SELECTED EXTRACT>
┌──

No programme for reforming the EU’s institutions and procedures has ever been as transparent or consensual as the one which led to the text of the Constitutional Treaty. Yet ironically one of many reasons why the text was rejected by majorities in France and the Netherlands was because people felt that the product was not democratic enough.

When it comes to constitutional questions, I can only speak on behalf of the EPP part of the EPP-ED Group. But I believe that the key elements of the Constitution would make Europe either more efficient or more legitimate, or both. You can see these features in the strengthened role it envisages for national parliaments, in the greater use of co-decision between the European Parliament and the Council of Ministers, and in the opening-up of the Council so that it would legislate in public.

You can see the right approach in the simplification which the Constitution would introduce into the structure of European legislation, in the clearer delineation it would give to the respective competences of the EU and member states, in its streamlining of the Presidency of the Council of Ministers, in its creation of a more permanent President of the European Council, as well as of an EU foreign minister, and in its provision for the first time of a form of Europe-wide popular initiative. None of these changes in Europe’s institutional design is revolutionary, but they all point in the right direction. Cumulatively they add up to a better system of governance for the Union.

Of course, no institutional improvement can on its own suddenly resolve any one of the key policy challenges facing the European Union. But together they can offer the chance of putting in place a decision-making process that is on a par with the challenges we face. If you doubt that, you only need to take a look at the illogicalities and contradictions of the existing Nice Treaty, with which we are currently condemned to work.

What next for the Constitution? The text has, of course, been ratified by a majority of EU member states, whose populations constitute a majority of EU citizens, in accordance with their own constitutional practices. Others have decided to defer taking a final decision. In that sense, the document is currently in limbo, rather than dead.

The European Parliament has proposed that we look again at the Constitution during the period between 2007 and 2009, after the ‘period of reflection’ that is now taking place. The German government plans to hold a serious discussion among governments about the Constitution during its Presidency next year. There are different views, among governments and within the European Parliament, about exactly how much of the existing text should be retained. My own hope is that, whatever the precise form, the key innovations it foresees can eventually be ratified by all member states, and the EU be given a more rational and credible foundation for action at home and in the wider world.

The Challenge of Enlargement

Let me turn next to the question of enlargement. We have rightly undertaken the historic process of enlargement, to re-unite Europe as we understood it. This has been, and continues to be, a huge undertaking. The EU’s status as a beacon of democracy, political stability and relative prosperity has made membership the goal of an increasingly large number of countries to our east. As Chris Patten has long argued, enlargement has been Europe’s most successful foreign policy. It has exported democracy, stability and market-based reform to candidate countries.

Enlargement, however, comes at a price. The European Union is not an international organisation like the United Nations or the OECD. It involves formal sovereignty-sharing across a large range of policy areas. The larger the number of member states, the greater the diversity of interests to be brokered, the more complex the compromises to be struck. Hence in part the rationale for reforming our institutions.

Governing together depends crucially on the participants in the process believing themselves to be members of the same political community. We are now approaching - for the first time - a situation where the boundaries of the European Union might no longer correspond to what many Europeans consider to be ‘Europe’. This is an important moment.

└──

AIM 1> Set out the entries as a numbered list with blank lines omitted. Begin at the line that has "the green grass" and stop after the final line of the entries.

RECORDS FOR THIS EXERCISE>
┌──

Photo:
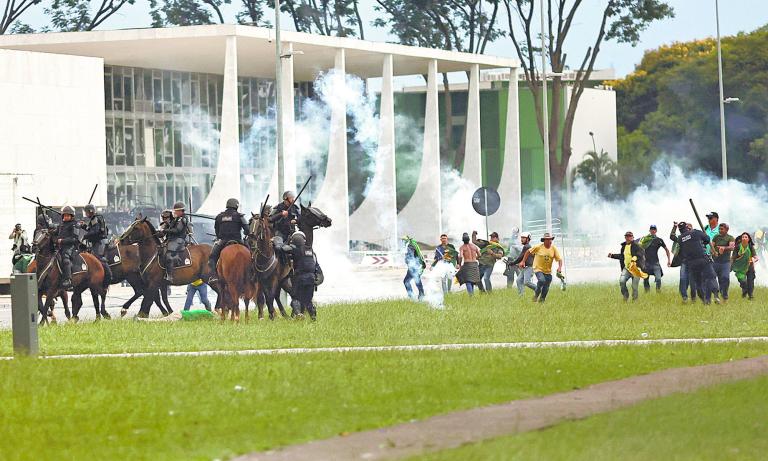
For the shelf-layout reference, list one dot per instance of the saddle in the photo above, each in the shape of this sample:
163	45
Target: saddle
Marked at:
183	258
78	264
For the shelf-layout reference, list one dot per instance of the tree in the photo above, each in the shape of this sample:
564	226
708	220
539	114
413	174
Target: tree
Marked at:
13	10
339	18
620	20
77	15
598	169
673	97
459	25
186	12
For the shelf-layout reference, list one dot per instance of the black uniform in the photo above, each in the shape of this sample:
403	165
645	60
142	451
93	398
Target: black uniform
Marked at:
229	227
43	222
283	226
67	247
304	266
694	256
96	234
175	241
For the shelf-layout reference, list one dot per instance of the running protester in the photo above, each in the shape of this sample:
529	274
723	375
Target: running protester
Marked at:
543	256
490	252
631	258
651	243
469	269
744	258
722	245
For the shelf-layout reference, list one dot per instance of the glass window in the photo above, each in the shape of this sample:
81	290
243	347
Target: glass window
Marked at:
117	86
166	86
168	143
159	147
128	87
110	135
177	148
157	87
107	92
176	95
130	159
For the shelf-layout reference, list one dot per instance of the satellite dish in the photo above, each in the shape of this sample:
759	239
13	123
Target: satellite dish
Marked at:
486	201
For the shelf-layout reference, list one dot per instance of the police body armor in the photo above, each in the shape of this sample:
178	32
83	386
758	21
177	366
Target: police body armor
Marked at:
68	246
96	234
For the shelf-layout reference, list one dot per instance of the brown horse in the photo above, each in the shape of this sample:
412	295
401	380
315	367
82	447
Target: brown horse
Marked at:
236	280
32	269
128	269
270	270
143	233
49	280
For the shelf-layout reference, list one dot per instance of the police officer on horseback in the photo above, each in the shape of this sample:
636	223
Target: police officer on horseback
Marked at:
230	226
96	234
175	239
43	222
67	242
304	272
285	218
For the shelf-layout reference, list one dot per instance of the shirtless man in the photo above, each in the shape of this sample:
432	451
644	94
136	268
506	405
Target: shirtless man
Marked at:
469	269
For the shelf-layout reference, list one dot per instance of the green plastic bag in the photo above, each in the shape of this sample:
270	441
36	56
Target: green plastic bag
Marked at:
197	314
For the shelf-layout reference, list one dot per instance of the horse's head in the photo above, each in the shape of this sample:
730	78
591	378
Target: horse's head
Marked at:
314	217
139	231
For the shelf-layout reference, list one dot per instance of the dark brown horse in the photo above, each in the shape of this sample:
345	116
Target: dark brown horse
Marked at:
49	280
270	271
273	273
32	269
236	280
128	269
144	234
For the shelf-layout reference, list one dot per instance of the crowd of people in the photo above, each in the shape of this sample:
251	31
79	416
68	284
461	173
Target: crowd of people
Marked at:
706	259
472	264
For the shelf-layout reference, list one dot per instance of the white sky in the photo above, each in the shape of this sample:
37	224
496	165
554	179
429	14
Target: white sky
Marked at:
694	19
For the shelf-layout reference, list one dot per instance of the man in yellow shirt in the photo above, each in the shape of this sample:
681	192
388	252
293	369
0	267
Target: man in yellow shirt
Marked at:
631	259
543	256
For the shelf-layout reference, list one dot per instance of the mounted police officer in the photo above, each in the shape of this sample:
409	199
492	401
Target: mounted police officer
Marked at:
230	226
96	234
67	241
284	218
175	239
43	222
304	270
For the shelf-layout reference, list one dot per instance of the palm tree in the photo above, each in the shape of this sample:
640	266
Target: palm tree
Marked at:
598	169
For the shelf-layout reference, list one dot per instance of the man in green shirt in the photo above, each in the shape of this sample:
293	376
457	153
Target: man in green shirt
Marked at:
490	252
723	244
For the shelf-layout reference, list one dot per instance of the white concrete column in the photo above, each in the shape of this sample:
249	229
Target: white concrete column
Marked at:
287	94
333	196
511	212
421	216
227	182
375	221
472	170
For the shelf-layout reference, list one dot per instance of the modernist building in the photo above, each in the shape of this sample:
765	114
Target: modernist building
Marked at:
181	106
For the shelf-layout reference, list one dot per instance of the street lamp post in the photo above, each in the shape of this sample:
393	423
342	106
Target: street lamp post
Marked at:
722	95
545	123
279	100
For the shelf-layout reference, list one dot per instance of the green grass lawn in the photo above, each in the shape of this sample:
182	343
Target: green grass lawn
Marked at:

└──

AIM 2>
Answer these questions from the passage on EU reform and enlargement:
(a) In which two countries did majorities reject the text of the Constitutional Treaty?
(b) Which government plans to hold a serious discussion among governments about the Constitution during its Presidency next year?
(c) Who has long argued that enlargement has been Europe's most successful foreign policy?

CORRECT RESULT 1>
1. For the shelf-layout reference, list one dot per instance of the green grass lawn in the photo above, each in the shape of this sample:
2. 182	343
3. Target: green grass lawn
4. Marked at:

CORRECT RESULT 2>
(a) France and the Netherlands.
(b) The German government.
(c) Chris Patten.